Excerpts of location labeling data
* * * * * * * * *

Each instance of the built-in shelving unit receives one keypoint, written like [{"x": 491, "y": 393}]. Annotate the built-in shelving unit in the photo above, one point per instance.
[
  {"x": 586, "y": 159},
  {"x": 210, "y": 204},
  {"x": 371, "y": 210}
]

* * * * * * * * *

Instruction =
Pick out each line of the rows above that contains the word "built", and copy those lines.

Response below =
Each instance of the built-in shelving unit receives one keypoint, written like [{"x": 491, "y": 393}]. Annotate the built-in shelving unit in the photo above, one point per instance.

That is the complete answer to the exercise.